APPLY WHAT YOU READ »
1. From the article on the Pulse 911 calls, quote the text word for word, starting with "ORLANDO, Fla. (AP)" and going on through "of its investigation.".
2. According to the article on the Pulse 911 calls, how many media groups are in the legal fight with the city of Orlando over the records?
3. In the article on the Pulse 911 calls, rewrite the paragraph beginning "The calls came from a patron" more briefly, keeping its main facts.

SELECTED PASSAGE »
☆ ☆ ☆ ☆ ☆ ☆ ☆
Orlando releases 911 calls from Pulse shooting

More 911 calls released from Pulse shooting. AP Photo/Chris O'Meara, File)

ORLANDO, Fla. (AP) — The city of Orlando released more 911 calls Wednesday from the mass shooting at a gay Florida nightclub after the FBI said the records are no longer a part of its investigation.

The calls came from a patron who had just been inside the club but managed to run out with a friend who was shot and from a brother who was texting with his sister who was shot in her ribs and leg and was trapped in a nightclub bathroom. The brother passed on information from his sister to a police dispatcher in several calls.

"She is saying, 'Please hurry up ... She says 'Try to get someone in there because he's getting ready to shoot,'" the brother relayed to the police dispatcher in the second hour of what would be a three-hour standoff between gunman Omar Mateen and police. "She just says there is a lot of blood."

The dispatcher told the brother that police officers were going room-to-room in the club, rescuing trapped patrons.

"Why can't they find her?" the brother asked. "She is losing a lot of blood. It's making it kind of hard for me to talk to her."

Mateen, who had pledged alliance to the Islamic State, was killed in a shootout with SWAT team members rescuing police officers after a three-hour standoff on June 12. The hours-long rampage killed 49 people and required hospitalization for 53 others in the worst mass shooting in recent U.S. history.

The release of more than a dozen 911 calls Wednesday came three months after the massacre and as a legal fight between two dozen media groups and the city of Orlando over the records is heading toward a conclusion.
☆ ☆ ☆ ☆ ☆ ☆ ☆
PROVIDED MATERIAL »
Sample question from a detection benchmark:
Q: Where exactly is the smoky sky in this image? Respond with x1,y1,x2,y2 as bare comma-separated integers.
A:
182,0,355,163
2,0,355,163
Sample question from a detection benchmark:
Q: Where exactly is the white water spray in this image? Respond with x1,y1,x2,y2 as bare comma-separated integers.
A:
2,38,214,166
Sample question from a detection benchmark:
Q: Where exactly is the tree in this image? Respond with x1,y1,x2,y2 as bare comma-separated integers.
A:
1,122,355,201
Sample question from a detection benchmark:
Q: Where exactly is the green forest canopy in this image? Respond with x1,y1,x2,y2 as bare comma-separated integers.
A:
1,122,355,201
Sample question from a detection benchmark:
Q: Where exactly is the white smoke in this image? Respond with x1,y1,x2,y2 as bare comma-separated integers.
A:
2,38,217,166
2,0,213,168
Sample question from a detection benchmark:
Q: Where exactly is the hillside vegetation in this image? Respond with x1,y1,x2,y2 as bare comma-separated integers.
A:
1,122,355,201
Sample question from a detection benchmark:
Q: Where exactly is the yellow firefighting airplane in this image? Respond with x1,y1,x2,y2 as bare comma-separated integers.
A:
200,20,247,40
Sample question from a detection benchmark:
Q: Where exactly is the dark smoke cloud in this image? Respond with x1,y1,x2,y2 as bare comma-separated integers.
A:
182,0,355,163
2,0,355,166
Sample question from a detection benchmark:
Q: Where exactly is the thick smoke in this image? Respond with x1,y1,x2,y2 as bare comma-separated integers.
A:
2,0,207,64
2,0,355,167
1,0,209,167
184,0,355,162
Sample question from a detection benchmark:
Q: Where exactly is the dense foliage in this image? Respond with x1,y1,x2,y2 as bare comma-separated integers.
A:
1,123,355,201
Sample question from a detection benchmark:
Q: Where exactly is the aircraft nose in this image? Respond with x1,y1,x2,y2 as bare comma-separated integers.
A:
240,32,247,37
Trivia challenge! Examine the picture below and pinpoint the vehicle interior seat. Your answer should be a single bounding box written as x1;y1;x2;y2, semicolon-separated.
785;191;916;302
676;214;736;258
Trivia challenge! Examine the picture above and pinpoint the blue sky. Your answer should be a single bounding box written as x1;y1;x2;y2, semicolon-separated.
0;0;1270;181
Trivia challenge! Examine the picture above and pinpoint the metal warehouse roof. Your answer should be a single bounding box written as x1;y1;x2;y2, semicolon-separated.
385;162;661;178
☆ ☆ ☆ ☆ ☆ ☆ ☆
ANSWERS TO THIS EXERCISE »
1.
ORLANDO, Fla. (AP) — The city of Orlando released more 911 calls Wednesday from the mass shooting at a gay Florida nightclub after the FBI said the records are no longer a part of its investigation.

2. Two dozen media groups.

3. The calls came from a patron who escaped the club with a friend who had been shot, and from a brother who, in several calls, relayed to a police dispatcher what his sister texted him while she was trapped in a nightclub bathroom with gunshot wounds to her ribs and leg.